* **TEXT FOR ANALYSIS**

Spotlight reporter Ryan Hardie investigates how the Teens Unite charity is helping young people with cancer and what their aims are for the future.
CANCER is a major issue in young people today, with seven teenagers hearing the words ‘you have cancer’ every day in the UK. According to Cancer Research UK, the cancer incidence rates in young people have increased by 28% since the 1990’s, with 16,110 teenagers and young adults currently living with cancer and the long-term effects in the UK.
Teens Unite is a charity which helps people from 13-24 years old who suffer the social, emotional or physical effects of cancer. The charity was founded by CEO Debbie Pezzani, alongside co-founder Karen Millen OBE in 2007, who wanted to support teenagers and young adults who had been diagnosed with cancer.

(Excerpts from a dataset)
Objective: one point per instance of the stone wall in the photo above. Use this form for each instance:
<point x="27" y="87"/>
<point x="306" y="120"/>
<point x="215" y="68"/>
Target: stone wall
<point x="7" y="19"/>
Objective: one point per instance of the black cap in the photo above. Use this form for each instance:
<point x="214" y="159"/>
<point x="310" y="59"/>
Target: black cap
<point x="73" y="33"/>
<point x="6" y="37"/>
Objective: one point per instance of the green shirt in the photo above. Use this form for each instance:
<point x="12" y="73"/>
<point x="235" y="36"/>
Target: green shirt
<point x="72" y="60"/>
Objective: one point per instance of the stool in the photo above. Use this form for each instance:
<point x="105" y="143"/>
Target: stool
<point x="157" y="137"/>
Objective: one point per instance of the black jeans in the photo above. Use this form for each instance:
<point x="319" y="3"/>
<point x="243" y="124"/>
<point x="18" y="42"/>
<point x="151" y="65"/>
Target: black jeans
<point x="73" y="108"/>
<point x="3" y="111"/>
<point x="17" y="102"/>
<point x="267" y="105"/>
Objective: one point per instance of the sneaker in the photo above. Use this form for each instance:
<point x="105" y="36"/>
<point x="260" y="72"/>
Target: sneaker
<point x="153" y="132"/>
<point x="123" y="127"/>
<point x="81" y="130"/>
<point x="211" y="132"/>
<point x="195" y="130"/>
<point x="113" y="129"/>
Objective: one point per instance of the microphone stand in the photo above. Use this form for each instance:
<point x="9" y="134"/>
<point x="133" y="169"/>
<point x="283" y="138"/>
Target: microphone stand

* **TASKS TO COMPLETE**
a. According to the text about the Teens Unite charity, in what year was the charity founded?
b. Continue the article about the Teens Unite charity from the point where it stops.

* **OUTPUTS BY TASK**
a. 2007

b.
Debbie explained how the charity began: “Teens Unite started with a young man named Chris. I met him when I was volunteering on a teenage cancer hospital ward. I remember thinking how sad and lonely he looked and he never seemed to have any visitors. He was extremely unwell, having just had a stem cell transplant. He was the sole carer for his two younger brothers; and he was still trying to support them while in hospital. I took him under my wing, supporting him through treatment and hospital appointments and being a hand to hold.
“The news that followed made Chris’s illness even harder to cope with. His younger brother had also been diagnosed with Hodgkin Lymphoma; the same type of cancer and he passed away in my arms a year later. At the time, Chris said to me: ‘Not only have I lost my brother, but my cancer friend.’ I realised then that although Chris had the medical support around him to try and save his life, the rest of his world was collapsing around him. He didn’t have anyone to talk to and the rest of his life had been put on hold as a result of his diagnosis.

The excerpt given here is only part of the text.